Point placement records:
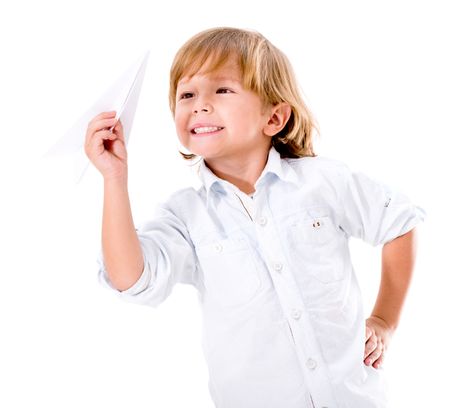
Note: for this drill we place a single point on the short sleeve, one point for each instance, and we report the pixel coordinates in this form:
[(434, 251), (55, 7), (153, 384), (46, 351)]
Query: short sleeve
[(169, 258), (373, 211)]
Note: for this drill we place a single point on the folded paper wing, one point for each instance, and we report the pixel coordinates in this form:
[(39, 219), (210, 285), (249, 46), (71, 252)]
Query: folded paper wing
[(122, 97)]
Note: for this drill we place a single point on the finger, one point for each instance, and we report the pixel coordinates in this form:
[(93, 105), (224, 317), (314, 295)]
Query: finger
[(118, 149), (379, 362), (98, 138), (118, 129), (371, 345), (368, 332), (103, 115), (375, 355), (100, 124)]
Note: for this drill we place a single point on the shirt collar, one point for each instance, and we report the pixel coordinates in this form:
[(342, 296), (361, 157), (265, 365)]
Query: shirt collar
[(274, 165)]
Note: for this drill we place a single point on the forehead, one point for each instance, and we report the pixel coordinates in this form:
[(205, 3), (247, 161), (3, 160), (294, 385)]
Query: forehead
[(228, 71)]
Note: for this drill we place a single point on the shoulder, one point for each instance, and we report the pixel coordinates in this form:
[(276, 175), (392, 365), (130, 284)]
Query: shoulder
[(179, 198), (319, 166)]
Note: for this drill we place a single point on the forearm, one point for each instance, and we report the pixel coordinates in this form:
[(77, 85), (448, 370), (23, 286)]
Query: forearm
[(121, 249), (398, 257)]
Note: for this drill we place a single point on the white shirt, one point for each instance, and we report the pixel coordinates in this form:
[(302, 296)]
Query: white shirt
[(282, 311)]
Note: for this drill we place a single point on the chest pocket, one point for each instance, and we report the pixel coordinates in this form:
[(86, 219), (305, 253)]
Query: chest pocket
[(230, 274), (317, 245)]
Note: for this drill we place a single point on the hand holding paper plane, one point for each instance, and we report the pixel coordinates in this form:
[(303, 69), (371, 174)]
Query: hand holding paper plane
[(122, 97)]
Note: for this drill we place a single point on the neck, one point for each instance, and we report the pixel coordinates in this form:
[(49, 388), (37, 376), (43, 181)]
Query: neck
[(243, 173)]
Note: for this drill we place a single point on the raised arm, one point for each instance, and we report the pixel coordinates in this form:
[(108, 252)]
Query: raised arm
[(121, 249), (398, 258), (105, 147)]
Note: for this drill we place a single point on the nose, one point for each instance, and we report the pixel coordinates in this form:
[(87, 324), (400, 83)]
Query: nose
[(202, 107)]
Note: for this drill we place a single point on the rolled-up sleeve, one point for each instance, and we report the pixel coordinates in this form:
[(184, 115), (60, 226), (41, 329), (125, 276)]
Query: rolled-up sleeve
[(372, 210), (169, 258)]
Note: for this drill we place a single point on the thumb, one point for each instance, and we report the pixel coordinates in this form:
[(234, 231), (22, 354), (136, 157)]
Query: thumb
[(368, 332)]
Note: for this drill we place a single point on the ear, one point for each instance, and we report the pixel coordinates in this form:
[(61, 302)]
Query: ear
[(279, 115)]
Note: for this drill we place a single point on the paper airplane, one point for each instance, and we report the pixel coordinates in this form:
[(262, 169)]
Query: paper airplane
[(122, 97)]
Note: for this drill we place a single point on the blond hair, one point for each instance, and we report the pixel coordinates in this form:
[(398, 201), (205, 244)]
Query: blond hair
[(265, 70)]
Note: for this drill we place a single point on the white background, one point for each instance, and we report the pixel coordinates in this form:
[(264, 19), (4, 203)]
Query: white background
[(375, 75)]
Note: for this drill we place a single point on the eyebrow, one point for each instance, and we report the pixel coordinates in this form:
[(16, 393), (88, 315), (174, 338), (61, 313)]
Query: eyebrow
[(216, 78)]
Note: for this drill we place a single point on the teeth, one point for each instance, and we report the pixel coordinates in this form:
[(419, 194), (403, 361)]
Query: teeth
[(207, 129)]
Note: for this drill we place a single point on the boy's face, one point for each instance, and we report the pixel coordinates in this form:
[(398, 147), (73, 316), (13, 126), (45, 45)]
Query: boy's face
[(216, 118)]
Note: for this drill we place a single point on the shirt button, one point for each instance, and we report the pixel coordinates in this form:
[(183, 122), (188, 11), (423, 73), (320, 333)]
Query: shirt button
[(278, 266), (311, 364), (262, 221)]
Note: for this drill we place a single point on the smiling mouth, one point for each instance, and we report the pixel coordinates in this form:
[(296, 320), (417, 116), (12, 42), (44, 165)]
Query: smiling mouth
[(206, 130)]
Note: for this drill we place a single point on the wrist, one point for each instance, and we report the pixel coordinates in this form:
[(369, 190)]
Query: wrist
[(384, 322)]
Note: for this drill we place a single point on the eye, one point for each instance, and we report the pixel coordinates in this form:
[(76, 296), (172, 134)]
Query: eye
[(186, 95), (224, 90)]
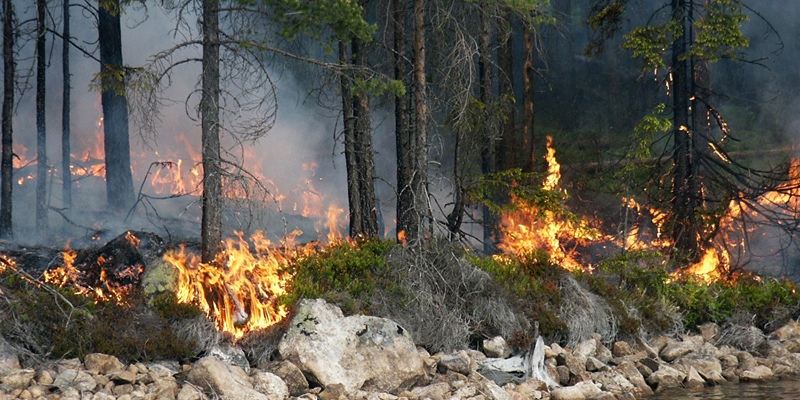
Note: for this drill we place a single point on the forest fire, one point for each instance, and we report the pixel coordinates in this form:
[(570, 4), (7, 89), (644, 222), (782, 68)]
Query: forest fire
[(527, 228)]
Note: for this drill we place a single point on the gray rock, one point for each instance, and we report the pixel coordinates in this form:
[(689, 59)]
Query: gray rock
[(295, 381), (496, 347), (227, 381), (18, 378), (355, 351), (230, 354), (270, 385), (756, 374)]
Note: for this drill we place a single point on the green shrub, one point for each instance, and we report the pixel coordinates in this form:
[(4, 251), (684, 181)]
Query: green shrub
[(342, 273)]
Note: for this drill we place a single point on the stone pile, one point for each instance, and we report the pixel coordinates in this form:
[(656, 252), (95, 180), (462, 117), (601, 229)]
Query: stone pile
[(326, 356)]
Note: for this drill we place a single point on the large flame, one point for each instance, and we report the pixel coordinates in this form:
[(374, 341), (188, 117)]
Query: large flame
[(527, 229)]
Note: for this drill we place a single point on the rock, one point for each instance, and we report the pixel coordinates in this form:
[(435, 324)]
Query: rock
[(586, 348), (270, 385), (71, 378), (613, 381), (435, 391), (102, 363), (295, 381), (621, 349), (227, 381), (190, 392), (18, 378), (693, 379), (789, 331), (230, 354), (673, 351), (573, 363), (496, 347), (709, 331), (665, 377), (9, 357), (459, 362), (631, 373), (353, 351), (594, 365), (757, 373), (603, 353)]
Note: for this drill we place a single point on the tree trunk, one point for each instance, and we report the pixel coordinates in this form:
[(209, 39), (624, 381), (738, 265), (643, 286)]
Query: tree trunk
[(488, 128), (528, 73), (211, 229), (507, 156), (41, 129), (119, 181), (349, 144), (419, 180), (684, 230), (6, 161), (66, 174), (406, 223), (365, 162)]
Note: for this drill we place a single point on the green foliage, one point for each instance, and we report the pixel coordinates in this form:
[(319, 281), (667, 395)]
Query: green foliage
[(719, 32), (342, 18), (535, 281), (342, 271)]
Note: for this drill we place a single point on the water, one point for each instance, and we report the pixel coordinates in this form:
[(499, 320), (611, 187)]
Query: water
[(787, 389)]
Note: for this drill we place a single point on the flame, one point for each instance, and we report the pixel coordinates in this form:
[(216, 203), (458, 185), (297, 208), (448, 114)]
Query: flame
[(240, 289), (527, 229)]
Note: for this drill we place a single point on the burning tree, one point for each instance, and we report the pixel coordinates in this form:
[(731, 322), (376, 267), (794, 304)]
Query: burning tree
[(696, 178)]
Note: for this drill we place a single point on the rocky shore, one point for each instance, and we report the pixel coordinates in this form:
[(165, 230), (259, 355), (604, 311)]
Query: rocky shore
[(327, 356)]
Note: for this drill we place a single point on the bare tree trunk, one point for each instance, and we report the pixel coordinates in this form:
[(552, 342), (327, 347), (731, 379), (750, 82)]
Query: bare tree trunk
[(365, 171), (119, 181), (9, 83), (406, 222), (66, 174), (349, 144), (507, 156), (488, 128), (528, 116), (684, 229), (419, 179), (211, 229), (41, 129)]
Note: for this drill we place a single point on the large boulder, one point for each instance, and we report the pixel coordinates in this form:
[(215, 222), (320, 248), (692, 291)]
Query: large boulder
[(226, 381), (357, 351)]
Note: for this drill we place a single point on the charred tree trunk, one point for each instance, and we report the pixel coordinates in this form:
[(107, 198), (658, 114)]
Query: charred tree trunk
[(211, 229), (349, 144), (66, 174), (9, 83), (406, 222), (684, 229), (119, 181), (507, 157), (365, 162), (419, 177), (488, 128), (528, 116), (41, 128)]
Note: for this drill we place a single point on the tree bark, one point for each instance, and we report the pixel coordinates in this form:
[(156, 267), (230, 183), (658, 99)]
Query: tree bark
[(66, 174), (684, 229), (365, 161), (9, 83), (211, 229), (488, 130), (41, 128), (528, 116), (406, 223), (419, 179), (119, 181)]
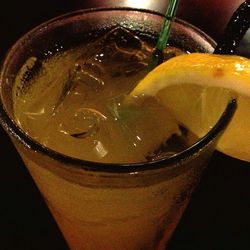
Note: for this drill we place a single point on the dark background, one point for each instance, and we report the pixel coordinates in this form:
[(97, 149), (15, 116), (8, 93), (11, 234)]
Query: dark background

EXERCISE TASK
Pass over all pictures while writing out the lines from the line with "on the bare" through the last line exactly.

EXERCISE RESULT
Note: for this drill we place a single point on the bare tree trunk, one point for each instance, and we report the pixel coordinates in this form:
[(552, 342), (327, 347), (731, 379), (750, 82)]
Query: bare tree trunk
[(365, 171), (119, 181), (9, 83), (406, 222), (66, 174), (349, 144), (507, 156), (488, 128), (528, 116), (684, 229), (419, 179), (211, 229), (41, 129)]
Note: for this drill we place a single point on the large boulder, one point for each instance, and we report the pixel coordinates in this form:
[(215, 222), (320, 248), (692, 291)]
Query: large boulder
[(226, 381), (357, 351)]
Note: for this drill we place a single point on the charred tree trunk, one point for each instance, and we report the pixel coordinates in this form:
[(107, 198), (658, 114)]
Query: charred tree trunk
[(211, 229), (349, 144), (66, 174), (9, 83), (406, 222), (684, 229), (119, 181), (507, 157), (365, 162), (419, 177), (488, 128), (528, 116), (41, 128)]
Note: for this drill we place a single point on the tree bark, one point for each instance, and we report the pixel coordinates in this form:
[(156, 267), (230, 183), (658, 99)]
Query: tree bark
[(66, 174), (684, 229), (365, 161), (9, 83), (211, 229), (488, 130), (41, 128), (528, 116), (406, 223), (419, 179), (119, 181)]
Note: for this drill we place a single point on the dark background, one point for each instance, and we report the pixel coordinates in this form:
[(97, 149), (15, 116), (8, 93), (11, 234)]
Query: dark background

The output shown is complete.